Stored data

=== Begin Enclosure ===

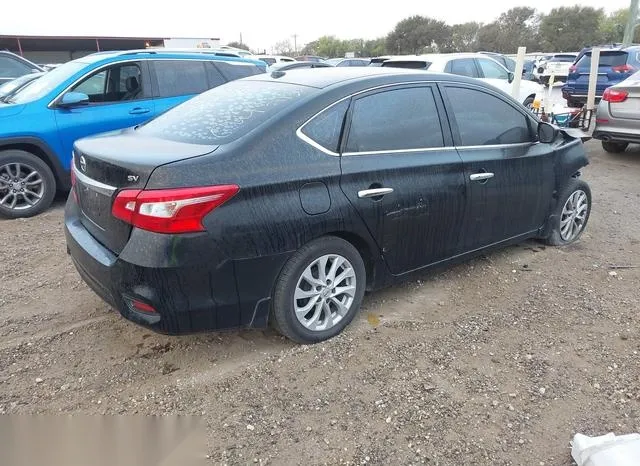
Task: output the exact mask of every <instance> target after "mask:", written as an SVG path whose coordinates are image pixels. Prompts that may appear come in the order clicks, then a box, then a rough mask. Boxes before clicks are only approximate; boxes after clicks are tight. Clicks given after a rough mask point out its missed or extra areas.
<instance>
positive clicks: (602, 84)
mask: <svg viewBox="0 0 640 466" xmlns="http://www.w3.org/2000/svg"><path fill="white" fill-rule="evenodd" d="M590 70H591V50H589V51H587V52H584V53H581V56H578V59H577V60H576V62H575V63H574V64H573V65H572V66H571V68H569V75H568V76H567V82H566V83H565V85H564V86H562V97H564V98H565V99H567V106H569V107H581V106H582V105H584V104H585V103H586V102H587V91H588V90H589V72H590ZM638 70H640V47H639V46H631V47H614V48H610V49H607V50H602V51H601V52H600V60H599V62H598V82H597V85H596V99H600V98H601V97H602V94H603V92H604V90H605V89H606V88H607V87H609V86H613V85H614V84H618V83H619V82H622V81H624V80H625V79H627V78H628V77H629V76H631V75H632V74H633V73H635V72H636V71H638Z"/></svg>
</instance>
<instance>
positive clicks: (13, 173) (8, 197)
mask: <svg viewBox="0 0 640 466" xmlns="http://www.w3.org/2000/svg"><path fill="white" fill-rule="evenodd" d="M55 194H56V180H55V177H54V176H53V172H52V171H51V169H50V168H49V166H48V165H47V164H46V163H45V162H44V161H43V160H42V159H40V158H39V157H36V156H35V155H33V154H32V153H30V152H26V151H23V150H14V149H11V150H5V151H2V152H0V216H2V217H6V218H26V217H33V216H34V215H38V214H39V213H41V212H43V211H44V210H46V209H48V208H49V206H50V205H51V203H52V202H53V198H54V197H55Z"/></svg>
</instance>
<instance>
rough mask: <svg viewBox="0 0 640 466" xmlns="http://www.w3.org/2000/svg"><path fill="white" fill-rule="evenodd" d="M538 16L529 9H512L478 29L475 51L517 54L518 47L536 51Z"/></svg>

=== End Enclosure ===

REQUIREMENT: Copy out each line of the records where the string "rough" appears.

ANSWER AREA:
Task: output the exact mask of every <instance> target after "mask:", written as an SVG path whose coordinates are image pixels. Prompts that may appear come in the order clicks, then a box, then a rough mask. Boxes before clicks are only approximate; boxes after clicks are tight. Clicks given after a rough mask point out its missed or extra areas.
rough mask: <svg viewBox="0 0 640 466" xmlns="http://www.w3.org/2000/svg"><path fill="white" fill-rule="evenodd" d="M538 16L529 9H512L478 29L475 51L517 54L518 47L536 51Z"/></svg>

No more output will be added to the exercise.